Data shown:
— Start —
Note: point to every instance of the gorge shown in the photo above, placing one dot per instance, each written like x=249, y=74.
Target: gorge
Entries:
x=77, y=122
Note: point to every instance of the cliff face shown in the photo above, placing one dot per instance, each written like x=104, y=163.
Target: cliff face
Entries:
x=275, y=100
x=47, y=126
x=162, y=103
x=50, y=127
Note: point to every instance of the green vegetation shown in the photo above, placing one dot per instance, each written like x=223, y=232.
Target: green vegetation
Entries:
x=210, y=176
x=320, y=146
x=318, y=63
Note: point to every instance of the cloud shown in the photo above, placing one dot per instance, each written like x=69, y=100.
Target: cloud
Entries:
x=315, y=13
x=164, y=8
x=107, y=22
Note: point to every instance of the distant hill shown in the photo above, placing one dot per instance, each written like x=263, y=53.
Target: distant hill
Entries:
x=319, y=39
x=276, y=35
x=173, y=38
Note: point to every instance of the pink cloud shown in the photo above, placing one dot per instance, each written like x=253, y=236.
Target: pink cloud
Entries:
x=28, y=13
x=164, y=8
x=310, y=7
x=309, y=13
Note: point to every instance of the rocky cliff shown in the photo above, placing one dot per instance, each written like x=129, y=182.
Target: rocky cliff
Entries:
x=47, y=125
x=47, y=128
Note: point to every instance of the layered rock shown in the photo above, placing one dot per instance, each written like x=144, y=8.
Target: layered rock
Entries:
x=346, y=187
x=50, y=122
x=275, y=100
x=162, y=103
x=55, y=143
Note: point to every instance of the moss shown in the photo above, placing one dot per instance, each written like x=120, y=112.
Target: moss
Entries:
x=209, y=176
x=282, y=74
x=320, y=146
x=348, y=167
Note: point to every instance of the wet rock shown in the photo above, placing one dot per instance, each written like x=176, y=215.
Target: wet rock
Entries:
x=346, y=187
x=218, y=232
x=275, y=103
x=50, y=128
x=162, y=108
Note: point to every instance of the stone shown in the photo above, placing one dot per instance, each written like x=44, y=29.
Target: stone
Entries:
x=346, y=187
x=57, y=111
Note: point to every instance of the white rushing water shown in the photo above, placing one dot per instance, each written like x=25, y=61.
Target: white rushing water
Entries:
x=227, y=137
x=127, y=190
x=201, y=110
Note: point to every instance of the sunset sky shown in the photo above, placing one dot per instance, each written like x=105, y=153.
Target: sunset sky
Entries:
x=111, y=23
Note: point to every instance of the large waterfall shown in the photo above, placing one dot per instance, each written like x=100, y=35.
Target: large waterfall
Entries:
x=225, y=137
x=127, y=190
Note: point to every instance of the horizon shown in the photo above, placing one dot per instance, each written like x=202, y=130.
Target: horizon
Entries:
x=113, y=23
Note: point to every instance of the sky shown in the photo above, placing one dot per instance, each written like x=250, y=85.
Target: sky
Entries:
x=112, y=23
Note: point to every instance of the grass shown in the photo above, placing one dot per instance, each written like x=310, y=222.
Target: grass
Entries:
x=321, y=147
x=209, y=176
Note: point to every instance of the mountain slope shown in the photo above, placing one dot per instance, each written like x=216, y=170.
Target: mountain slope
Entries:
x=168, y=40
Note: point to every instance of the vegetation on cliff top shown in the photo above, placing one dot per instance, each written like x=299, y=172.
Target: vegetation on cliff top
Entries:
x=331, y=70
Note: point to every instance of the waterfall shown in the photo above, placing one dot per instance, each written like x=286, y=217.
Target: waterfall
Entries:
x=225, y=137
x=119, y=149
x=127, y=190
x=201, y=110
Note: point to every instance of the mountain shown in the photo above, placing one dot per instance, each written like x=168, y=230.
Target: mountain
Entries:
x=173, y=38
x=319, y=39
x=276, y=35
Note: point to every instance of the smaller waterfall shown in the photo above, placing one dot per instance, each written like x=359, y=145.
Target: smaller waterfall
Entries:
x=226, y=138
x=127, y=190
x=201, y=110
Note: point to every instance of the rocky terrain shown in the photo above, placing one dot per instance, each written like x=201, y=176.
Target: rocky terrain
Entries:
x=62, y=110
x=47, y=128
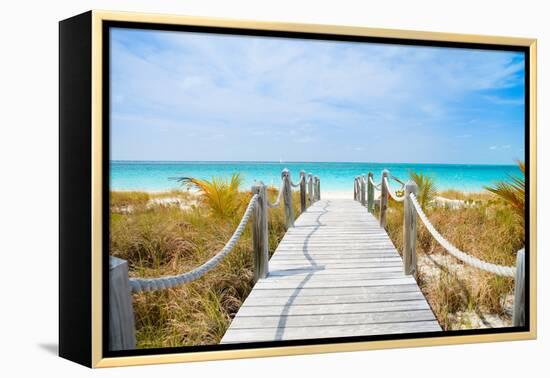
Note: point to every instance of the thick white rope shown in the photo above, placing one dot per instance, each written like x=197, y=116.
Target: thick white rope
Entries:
x=148, y=284
x=279, y=196
x=392, y=194
x=507, y=271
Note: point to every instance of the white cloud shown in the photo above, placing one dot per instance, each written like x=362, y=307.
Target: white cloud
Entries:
x=270, y=88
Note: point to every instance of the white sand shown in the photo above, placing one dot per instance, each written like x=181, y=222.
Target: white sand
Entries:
x=336, y=195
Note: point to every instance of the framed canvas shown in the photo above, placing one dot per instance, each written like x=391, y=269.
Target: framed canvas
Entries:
x=234, y=189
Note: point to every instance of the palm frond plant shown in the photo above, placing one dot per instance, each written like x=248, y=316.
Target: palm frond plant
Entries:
x=427, y=190
x=220, y=195
x=512, y=192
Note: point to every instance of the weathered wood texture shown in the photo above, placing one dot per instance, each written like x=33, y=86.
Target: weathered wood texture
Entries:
x=519, y=292
x=335, y=274
x=370, y=193
x=383, y=199
x=121, y=312
x=287, y=197
x=303, y=201
x=409, y=230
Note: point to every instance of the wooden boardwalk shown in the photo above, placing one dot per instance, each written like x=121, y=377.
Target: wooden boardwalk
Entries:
x=335, y=274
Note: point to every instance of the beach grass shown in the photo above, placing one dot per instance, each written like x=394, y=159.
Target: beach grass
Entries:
x=160, y=238
x=488, y=229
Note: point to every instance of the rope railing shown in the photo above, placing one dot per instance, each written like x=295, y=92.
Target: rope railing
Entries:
x=148, y=284
x=279, y=196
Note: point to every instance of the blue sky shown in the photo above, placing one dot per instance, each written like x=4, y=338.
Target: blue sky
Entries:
x=191, y=96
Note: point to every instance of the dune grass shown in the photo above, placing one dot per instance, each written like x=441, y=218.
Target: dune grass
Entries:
x=490, y=230
x=160, y=239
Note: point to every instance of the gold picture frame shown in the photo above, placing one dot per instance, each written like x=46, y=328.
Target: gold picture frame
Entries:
x=97, y=19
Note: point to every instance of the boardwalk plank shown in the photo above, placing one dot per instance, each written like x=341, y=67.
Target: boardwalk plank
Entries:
x=335, y=274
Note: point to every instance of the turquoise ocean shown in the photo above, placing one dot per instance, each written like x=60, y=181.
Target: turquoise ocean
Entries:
x=157, y=176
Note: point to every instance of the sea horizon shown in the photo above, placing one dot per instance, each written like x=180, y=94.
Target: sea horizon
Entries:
x=158, y=176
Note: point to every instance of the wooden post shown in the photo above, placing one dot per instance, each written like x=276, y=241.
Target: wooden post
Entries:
x=370, y=193
x=363, y=197
x=518, y=318
x=121, y=313
x=260, y=233
x=303, y=200
x=318, y=189
x=287, y=195
x=383, y=199
x=409, y=230
x=310, y=188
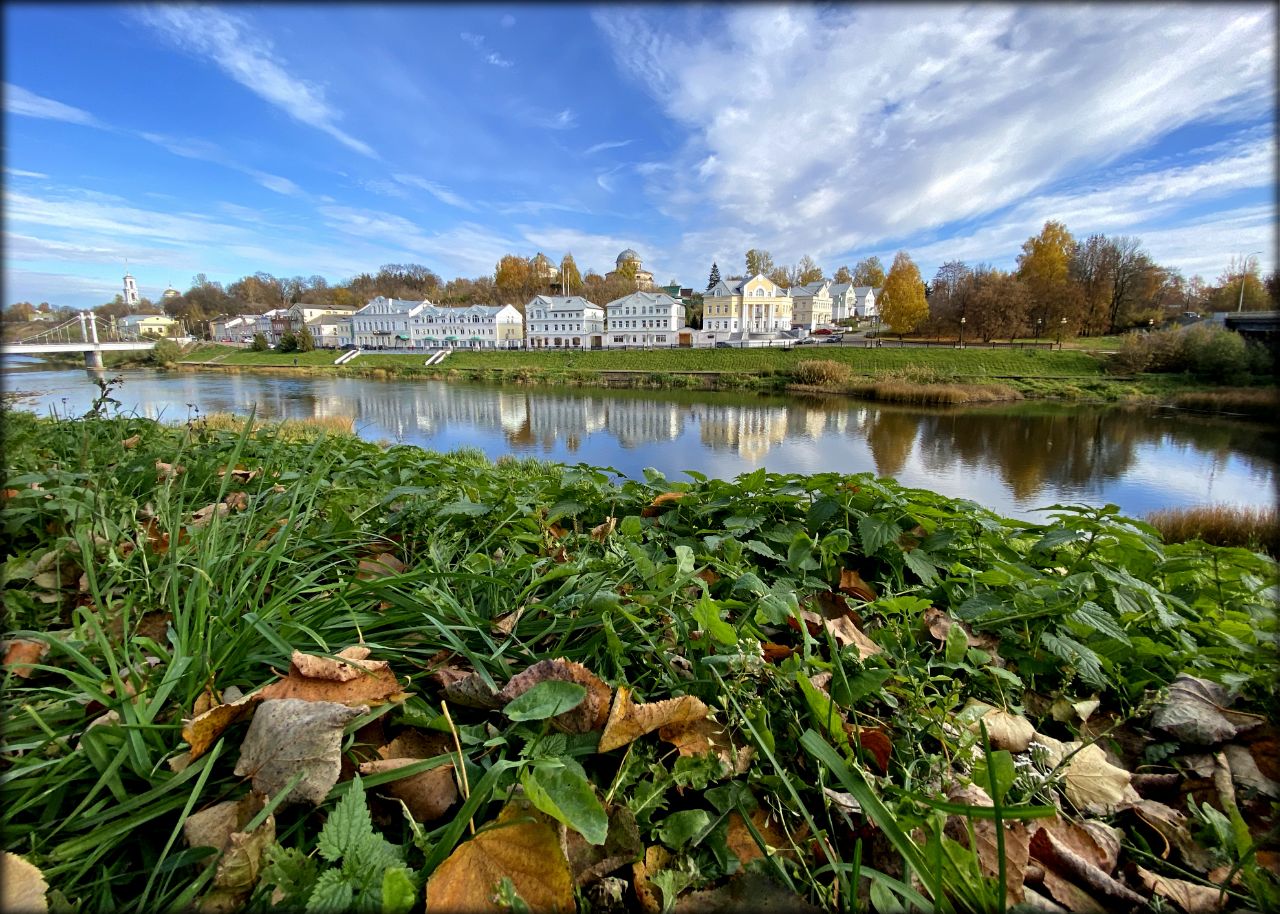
— End —
Problem to solve: Put every line of the records above into a numbered list, skipping any blank lines and leaving the pictures out.

Written reply:
1. Note: point to every instance of the gorge shown in the photo above, placing one dot per instance, each written like x=249, y=74.
2. Target: gorge
3. Entries:
4. x=77, y=122
5. Note: point to every instance of the cliff face shown in the photo above, placing one dot per instance, each written like x=104, y=163.
6. Target: cliff face
7. Entries:
8. x=275, y=100
9. x=47, y=126
10. x=162, y=103
11. x=50, y=127
12. Note: point to every instance of the green vegetation shown in the photo above, placing one dot per instance, each written like x=223, y=232.
13. Target: green vegetation
14. Entries:
15. x=210, y=176
16. x=320, y=146
17. x=318, y=63
18. Note: point to every instance of the cloud shown in the photo above, placing one dot per instance, each written like x=69, y=100.
19. Target: cloud
20. Entries:
21. x=315, y=13
22. x=164, y=8
23. x=107, y=22
24. Note: point to every instance of the distant hill shown in the photo above, placing one dot per instance, each written like x=263, y=53.
25. Target: distant hill
26. Entries:
27. x=319, y=39
28. x=276, y=35
29. x=173, y=38
30. Note: point to every instance of the pink cloud shown in the photo above, placing one dot per instance, each written like x=253, y=236.
31. Target: pink cloud
32. Entries:
33. x=28, y=13
34. x=164, y=8
35. x=310, y=7
36. x=309, y=13
37. Note: point to every instance of the rocky cliff shown in the photo above, placing one dot per instance, each written like x=129, y=182.
38. Target: rocky cliff
39. Entries:
40. x=47, y=125
41. x=47, y=128
42. Note: point to every instance of the layered rock shown in the photo above, placing one dot per instance, each written like x=144, y=8.
43. Target: layered rock
44. Entries:
45. x=346, y=187
46. x=50, y=122
47. x=275, y=100
48. x=162, y=103
49. x=55, y=143
50. Note: point to every instance of the moss shown in the photo above, placing one dot per instance, each written like x=120, y=112.
51. Target: moss
52. Entries:
53. x=209, y=176
54. x=282, y=74
55. x=320, y=146
56. x=348, y=167
57. Note: point to every instance of the wet rock shown in the photo above, placing one dot per instance, each written like x=176, y=215.
58. Target: wet rock
59. Entries:
60. x=346, y=187
61. x=218, y=232
62. x=275, y=103
63. x=50, y=128
64. x=162, y=108
65. Note: point to every instance of the stone shown in the photo above, placing one dot per instance, each written like x=44, y=29.
66. Target: stone
67. Entries:
68. x=346, y=187
69. x=57, y=111
70. Note: point to every instance of the white rushing water shown in the photo above, placing one dot per instance, each written like x=25, y=61.
71. Target: white rushing water
72. Entries:
73. x=227, y=137
74. x=127, y=190
75. x=201, y=110
76. Note: point to every instance of the sunset sky shown in the photo above, placing one dot per instance, each written like x=105, y=153.
77. Target: sunset sky
78. Entries:
79. x=111, y=23
80. Note: point to every instance of the large waterfall shown in the photo above, placing one dot per instance, each written like x=100, y=35.
81. Target: large waterfall
82. Entries:
83. x=225, y=137
84. x=127, y=190
85. Note: point to every instance of the horizon shown in the photo above, placing one dot per instance, each written like x=202, y=130.
86. Target: horizon
87. Entries:
88. x=113, y=23
89. Note: point to every instance of the sky shown in the photo above, placing one dot per instance, each written like x=250, y=85.
90. Target: sky
91. Entries:
92. x=112, y=23
93. Note: point to every instance of the grass shown in the photo above, placing one dot per instance, each written like x=310, y=222.
94. Target: grass
95. Entries:
96. x=321, y=147
97. x=209, y=176
98. Note: point to every instance of the mountain slope shown in the photo above, placing one dot per instance, each written like x=216, y=170.
99. Target: mountain slope
100. Entries:
101. x=168, y=40
102. Note: point to every instance of the vegetation on cliff top shown in the photo above, placing one dot per instance, each written like x=299, y=172.
103. Target: vegetation on cliff top
104. Entries:
105. x=331, y=70
106. Note: point to every instance of the waterfall shown in the photo above, placing one dot per instance, each written like x=286, y=217.
107. Target: waterfall
108. Entries:
109. x=225, y=137
110. x=119, y=149
111. x=127, y=190
112. x=201, y=110
113. Note: point to every instance of the mountain shown in the photo above, placing one dot per instance, each written like x=168, y=230.
114. Target: mountain
115. Entries:
116. x=173, y=38
117. x=319, y=39
118. x=276, y=35
119. Note: point to every instance of the smaller waterfall shown in the photo above, placing one dot per instance, each written like x=359, y=145.
120. Target: smaller waterfall
121. Entries:
122. x=226, y=138
123. x=127, y=190
124. x=201, y=110
125. Note: point to every instance of the rocky terrain shown in the photo above, placing one dot per instance, each written like x=201, y=176.
126. Target: rocky terrain
127. Entries:
128. x=62, y=110
129. x=47, y=128
130. Note: point to every instance of the thick white rope shown in the photo above, placing one dot per instance, each written like x=197, y=116.
131. Target: thick white rope
132. Entries:
133. x=148, y=284
134. x=279, y=196
135. x=392, y=194
136. x=507, y=271
137. Note: point to every instance of the white cloud shown in the photo above, placing one dot per instance, each written like x=362, y=307.
138. Target: white cloud
139. Entries:
140. x=270, y=88
141. Note: point to every instance of the white sand shown in the photo above, placing one dot per instance, each written like x=181, y=222.
142. Target: white sand
143. Entries:
144. x=336, y=195
145. Note: point to every instance of the framed canvas shown in the photo above, placing one dot per instance, each written like x=391, y=269.
146. Target: framed canvas
147. Entries:
148. x=234, y=189
149. Note: point to every instance of the palm frond plant shown in the photo above, placing one dot per instance, each written like x=248, y=316.
150. Target: palm frond plant
151. Entries:
152. x=427, y=190
153. x=220, y=195
154. x=512, y=192
155. Note: point to every instance of the weathered wood texture shown in the photo above, placing one dot per instance, each written like x=33, y=86.
156. Target: weathered wood texture
157. Entries:
158. x=519, y=292
159. x=335, y=274
160. x=370, y=193
161. x=383, y=199
162. x=121, y=312
163. x=287, y=197
164. x=303, y=201
165. x=409, y=230
166. Note: point to every instance of the wooden boardwalk shown in the photo above, placing one dot per instance, each written like x=121, y=377.
167. Target: wooden boardwalk
168. Entries:
169. x=335, y=274
170. Note: point to every instance of the beach grass shown in the photo above, placing one dot per instance, each written like x=394, y=159.
171. Target: beach grass
172. Entries:
173. x=160, y=238
174. x=488, y=229
175. Note: point to every instance of the rope railing shown in the photo above, placing one dot per instance, each written like x=295, y=92.
176. Target: rope railing
177. Entries:
178. x=148, y=284
179. x=279, y=196
180. Note: point to every instance of the blue sky shown in the photo above, placing one dot per instance, each written like x=4, y=338.
181. Target: blue sky
182. Entries:
183. x=191, y=96
184. Note: point to every instance of the dune grass shown in the photo above, placing one dot per instance, each written like x=441, y=218.
185. Target: dune grass
186. Entries:
187. x=490, y=230
188. x=160, y=239
189. Note: point to every instance of the gold picture frame shown in the photo above, placing one dot per instance, each written like x=46, y=328.
190. Target: gold picture frame
191. Entries:
192. x=97, y=19
193. Note: point to every instance of the boardwalk plank shown in the photo above, placing one dot per instance, each written like x=341, y=67.
194. Target: boardwalk plank
195. Entries:
196. x=335, y=274
197. Note: point to every instance of the turquoise ocean shown in the photo above, placing one dot per instance, each written like x=60, y=181.
198. Target: turquoise ocean
199. Entries:
200. x=157, y=176
201. Note: point to every instance of the sea horizon shown in the photo above, placing one dot per instance, each written like x=180, y=94.
202. Target: sea horizon
203. Entries:
204. x=158, y=176
205. Note: point to every instance of the wooden post shown in the photo above, placing one dot per instance, each written like x=276, y=241.
206. Target: wooden post
207. Entries:
208. x=370, y=193
209. x=363, y=197
210. x=518, y=318
211. x=121, y=313
212. x=260, y=233
213. x=303, y=200
214. x=318, y=189
215. x=287, y=195
216. x=383, y=199
217. x=409, y=230
218. x=310, y=188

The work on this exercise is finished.